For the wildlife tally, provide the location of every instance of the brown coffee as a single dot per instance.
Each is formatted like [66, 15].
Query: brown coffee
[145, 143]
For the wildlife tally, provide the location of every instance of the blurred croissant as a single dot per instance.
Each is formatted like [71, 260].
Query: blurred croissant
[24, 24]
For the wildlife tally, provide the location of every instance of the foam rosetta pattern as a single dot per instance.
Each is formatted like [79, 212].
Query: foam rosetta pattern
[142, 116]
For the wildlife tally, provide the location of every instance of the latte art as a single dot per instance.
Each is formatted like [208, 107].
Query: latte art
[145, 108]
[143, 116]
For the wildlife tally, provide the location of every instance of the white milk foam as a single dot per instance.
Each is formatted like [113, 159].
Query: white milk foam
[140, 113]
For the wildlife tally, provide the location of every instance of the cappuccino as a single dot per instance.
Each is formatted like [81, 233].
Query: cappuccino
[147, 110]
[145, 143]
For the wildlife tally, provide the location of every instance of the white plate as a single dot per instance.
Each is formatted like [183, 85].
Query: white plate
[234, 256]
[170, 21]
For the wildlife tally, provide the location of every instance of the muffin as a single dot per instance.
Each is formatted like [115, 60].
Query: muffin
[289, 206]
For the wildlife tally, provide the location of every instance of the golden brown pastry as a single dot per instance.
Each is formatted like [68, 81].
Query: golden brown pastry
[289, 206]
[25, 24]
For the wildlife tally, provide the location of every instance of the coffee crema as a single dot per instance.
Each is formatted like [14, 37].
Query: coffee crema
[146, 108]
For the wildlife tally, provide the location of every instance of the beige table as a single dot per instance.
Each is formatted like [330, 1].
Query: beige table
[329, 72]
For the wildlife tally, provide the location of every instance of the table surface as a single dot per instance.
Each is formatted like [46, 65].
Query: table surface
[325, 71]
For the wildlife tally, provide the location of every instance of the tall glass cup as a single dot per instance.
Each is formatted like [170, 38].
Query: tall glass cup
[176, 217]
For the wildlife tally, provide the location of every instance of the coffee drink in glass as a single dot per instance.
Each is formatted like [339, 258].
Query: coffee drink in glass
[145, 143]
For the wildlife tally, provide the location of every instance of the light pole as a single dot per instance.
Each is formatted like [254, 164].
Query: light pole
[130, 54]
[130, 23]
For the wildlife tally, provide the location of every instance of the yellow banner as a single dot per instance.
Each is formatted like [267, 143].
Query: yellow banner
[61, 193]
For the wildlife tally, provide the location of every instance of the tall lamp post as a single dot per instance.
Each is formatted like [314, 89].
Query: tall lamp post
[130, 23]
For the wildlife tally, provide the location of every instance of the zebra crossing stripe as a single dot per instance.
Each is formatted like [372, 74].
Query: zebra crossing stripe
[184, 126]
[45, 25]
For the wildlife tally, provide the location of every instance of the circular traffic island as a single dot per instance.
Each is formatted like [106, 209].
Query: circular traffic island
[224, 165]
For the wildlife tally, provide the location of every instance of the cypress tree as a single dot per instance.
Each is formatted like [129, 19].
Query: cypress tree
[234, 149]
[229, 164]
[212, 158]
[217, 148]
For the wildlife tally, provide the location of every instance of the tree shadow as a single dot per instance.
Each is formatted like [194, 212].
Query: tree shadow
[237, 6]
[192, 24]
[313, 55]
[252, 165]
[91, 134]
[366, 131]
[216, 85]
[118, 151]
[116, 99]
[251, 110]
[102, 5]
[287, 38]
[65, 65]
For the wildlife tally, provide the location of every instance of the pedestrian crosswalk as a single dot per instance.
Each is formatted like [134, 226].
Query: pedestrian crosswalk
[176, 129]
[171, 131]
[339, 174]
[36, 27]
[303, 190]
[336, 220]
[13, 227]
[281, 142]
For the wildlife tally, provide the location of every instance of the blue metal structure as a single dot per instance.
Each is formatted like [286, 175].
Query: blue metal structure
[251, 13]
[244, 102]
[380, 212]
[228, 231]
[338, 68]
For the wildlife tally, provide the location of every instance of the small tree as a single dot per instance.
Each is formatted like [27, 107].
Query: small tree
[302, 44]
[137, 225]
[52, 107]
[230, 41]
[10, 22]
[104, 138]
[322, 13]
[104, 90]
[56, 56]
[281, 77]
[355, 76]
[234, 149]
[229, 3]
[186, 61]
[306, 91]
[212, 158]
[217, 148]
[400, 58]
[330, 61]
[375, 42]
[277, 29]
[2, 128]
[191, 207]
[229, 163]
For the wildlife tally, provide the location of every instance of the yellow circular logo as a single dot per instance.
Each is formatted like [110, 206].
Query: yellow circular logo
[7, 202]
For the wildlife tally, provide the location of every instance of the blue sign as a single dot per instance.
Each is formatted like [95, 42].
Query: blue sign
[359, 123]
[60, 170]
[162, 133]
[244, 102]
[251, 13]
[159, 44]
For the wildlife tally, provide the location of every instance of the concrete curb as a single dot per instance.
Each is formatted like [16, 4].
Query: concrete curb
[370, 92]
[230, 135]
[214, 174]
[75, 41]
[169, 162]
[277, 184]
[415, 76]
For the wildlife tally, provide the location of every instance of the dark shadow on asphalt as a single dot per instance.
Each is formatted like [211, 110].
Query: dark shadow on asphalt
------------------------------------------------
> _GOAL OF THE EXERCISE_:
Reproduce all of the lines above word for word, from the first line to the last.

> _EXPECTED ANSWER_:
For the wildlife tally, provide the location of every instance of the brown coffee as a single dot per instance.
Each is formatted like [66, 15].
Query: brown coffee
[145, 143]
For the wildlife tally, provide the location of every instance of the blurred croissant as a single dot per instance.
Each is formatted like [71, 260].
Query: blurred croissant
[24, 24]
For the wildlife tally, provide the location of every instance of the foam rosetta pattern as a single dot per instance.
Each is formatted like [79, 212].
Query: foam rosetta pattern
[142, 116]
For the wildlife tally, provide the location of every instance of the latte art as a single dot per instance.
Each is formatted like [208, 107].
Query: latte art
[145, 108]
[143, 116]
For the wildlife tally, provide the location of every instance of the white milk foam as a single dot per instance.
Each is formatted like [113, 159].
Query: white milk foam
[140, 113]
For the wildlife tally, provide the location of every instance of the cappuccino as a single dot per instance.
Each is formatted like [81, 233].
Query: cappuccino
[147, 110]
[145, 143]
For the wildlife tally, provide the location of every instance of the white plate as a single dot per instance.
Each is formatted like [183, 85].
Query: white plate
[234, 256]
[170, 21]
For the wildlife tally, provide the location of every instance of the muffin as a single dot per instance.
Each is formatted like [115, 60].
Query: muffin
[289, 206]
For the wildlife tally, provide the location of every instance of the golden brown pastry as a single dot per instance.
Each is formatted like [68, 81].
Query: golden brown pastry
[289, 206]
[25, 24]
For the wildlife tally, provide the location of every instance of the coffee crema as a single dot per instance.
Each is formatted like [14, 37].
Query: coffee crema
[146, 108]
For the wildlife tally, provide the location of every instance of the beige table as a single dot per instance.
Each is formatted like [330, 1].
Query: beige table
[329, 72]
For the wildlife tally, provide the location of every instance of the table surface as a single dot per instance.
Each is formatted like [46, 65].
Query: table surface
[325, 71]
For the wildlife tally, provide the location of every instance of the tall glass cup as a single dot per instance.
Each is formatted like [170, 38].
Query: tall glass cup
[176, 217]
For the wildlife tally, provide the location of every instance of the coffee drink in glass as a single dot per instance.
Each is formatted like [339, 258].
Query: coffee drink in glass
[145, 143]
For the wildlife tally, provide the location of every instance of the light pole as a single dot per instance.
Each is formatted like [254, 164].
Query: light pole
[130, 54]
[130, 23]
For the wildlife tally, provide the location of every instance of the yellow banner as a single dot per instance.
Each is formatted like [267, 143].
Query: yellow banner
[61, 193]
For the wildlife tally, provide the location of every instance of the tall lamp post as a single dot per instance.
Each is formatted like [314, 89].
Query: tall lamp post
[130, 23]
For the wildlife tally, provide the location of every instance of the zebra crossing stripe as a single dot per instance.
Each is formatted like [372, 74].
Query: zebra crossing stripe
[184, 126]
[45, 25]
For the wildlife tally, provide the location of every instance of the circular traffic island as a single dot per instance.
Each is formatted like [106, 209].
Query: circular traffic island
[224, 165]
For the wildlife tally, provide the location of every instance of the cypress tree as a single dot per instance.
Each is formatted like [129, 19].
Query: cypress tree
[234, 149]
[229, 164]
[212, 158]
[217, 148]
For the wildlife tally, provide the location of every instance of the tree shadow as a single dot per instance.
Each is formatted like [194, 212].
Query: tree shadow
[237, 6]
[192, 24]
[313, 55]
[252, 165]
[91, 134]
[366, 131]
[216, 85]
[118, 151]
[116, 99]
[251, 110]
[102, 5]
[287, 38]
[65, 65]
For the wildlife tally, provide the location of every instance of the pedestrian crosswalk as a single dot per instance.
Each is formatted like [134, 226].
Query: pedestrian crosswalk
[176, 129]
[171, 131]
[339, 174]
[36, 27]
[303, 190]
[336, 220]
[13, 227]
[281, 142]
For the wildlife tally, provide the location of every instance of the blue metal structure as a single dot per instance.
Each is formatted like [286, 175].
Query: blue metal structure
[251, 13]
[244, 102]
[380, 212]
[228, 231]
[338, 68]
For the wildlife tally, provide the location of every instance of the small tree as a single dot per instance.
Each is formatted like [27, 107].
Query: small tree
[302, 44]
[137, 225]
[52, 107]
[230, 41]
[10, 22]
[104, 138]
[322, 13]
[104, 90]
[56, 56]
[281, 77]
[355, 76]
[234, 149]
[229, 3]
[186, 61]
[306, 91]
[212, 158]
[217, 148]
[400, 58]
[330, 61]
[375, 42]
[277, 29]
[2, 128]
[191, 207]
[229, 163]
For the wildlife tally, provide the location of every instance of the yellow circular logo as a single dot per instance.
Each is formatted like [110, 206].
Query: yellow circular logo
[7, 202]
For the wildlife tally, provide the location of every instance of the blue sign as a single dot per instance.
Each is formatted like [95, 42].
Query: blue sign
[359, 123]
[60, 170]
[162, 133]
[244, 102]
[251, 13]
[159, 44]
For the wildlife tally, provide the location of every instance of the concrete curb as a single dot per instance.
Each is formatted like [16, 4].
Query: concrete curb
[370, 92]
[230, 135]
[214, 174]
[75, 41]
[169, 162]
[277, 184]
[415, 76]
For the wildlife tally, provide the location of every instance of the dark shadow on asphalt as a single dot per instance.
Each is formatted like [211, 110].
Query: dark shadow on asphalt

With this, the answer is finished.